DATA SECTION
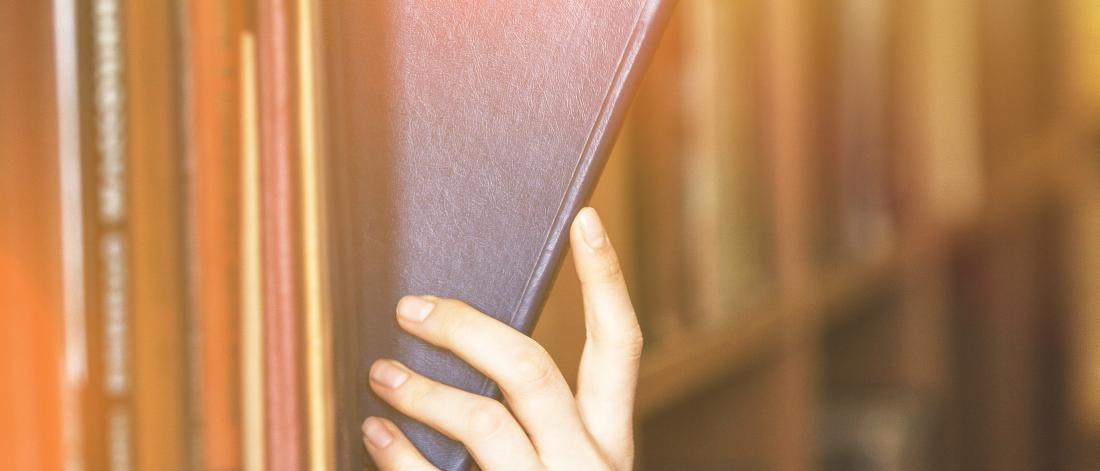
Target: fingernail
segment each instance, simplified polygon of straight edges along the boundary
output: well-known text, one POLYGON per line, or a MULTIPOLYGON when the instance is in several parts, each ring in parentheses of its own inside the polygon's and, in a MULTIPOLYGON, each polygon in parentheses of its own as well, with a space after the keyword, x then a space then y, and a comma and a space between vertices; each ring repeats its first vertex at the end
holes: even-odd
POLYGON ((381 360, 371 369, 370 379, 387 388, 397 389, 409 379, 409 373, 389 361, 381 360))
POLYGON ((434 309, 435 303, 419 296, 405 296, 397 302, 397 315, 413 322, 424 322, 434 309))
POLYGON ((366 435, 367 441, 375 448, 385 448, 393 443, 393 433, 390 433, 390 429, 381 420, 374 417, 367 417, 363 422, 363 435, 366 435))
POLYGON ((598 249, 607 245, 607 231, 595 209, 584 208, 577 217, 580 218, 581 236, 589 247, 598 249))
* * *
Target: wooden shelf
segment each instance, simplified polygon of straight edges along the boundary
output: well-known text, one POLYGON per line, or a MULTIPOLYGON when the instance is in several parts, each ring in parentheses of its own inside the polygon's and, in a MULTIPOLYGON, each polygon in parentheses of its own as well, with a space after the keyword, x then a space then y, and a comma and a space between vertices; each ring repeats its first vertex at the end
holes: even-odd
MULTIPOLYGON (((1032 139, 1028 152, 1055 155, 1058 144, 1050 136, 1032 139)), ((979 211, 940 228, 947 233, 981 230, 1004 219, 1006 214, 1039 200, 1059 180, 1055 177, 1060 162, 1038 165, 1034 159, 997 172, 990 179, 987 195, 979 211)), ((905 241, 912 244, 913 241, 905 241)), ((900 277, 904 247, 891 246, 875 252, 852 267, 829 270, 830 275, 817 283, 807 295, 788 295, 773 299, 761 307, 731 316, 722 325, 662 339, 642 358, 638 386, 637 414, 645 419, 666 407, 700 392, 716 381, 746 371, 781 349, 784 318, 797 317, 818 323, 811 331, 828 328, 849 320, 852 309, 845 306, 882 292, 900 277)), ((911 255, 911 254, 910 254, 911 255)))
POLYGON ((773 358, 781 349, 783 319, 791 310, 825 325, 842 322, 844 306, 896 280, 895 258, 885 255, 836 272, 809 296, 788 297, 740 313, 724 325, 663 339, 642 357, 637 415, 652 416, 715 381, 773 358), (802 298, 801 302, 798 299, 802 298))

DIRECTIONS FOR THIS TASK
For each line above that holds the string "Target", provide a copy of that line.

RESULT FOR THIS EXERCISE
Target: fingernail
Target: wooden shelf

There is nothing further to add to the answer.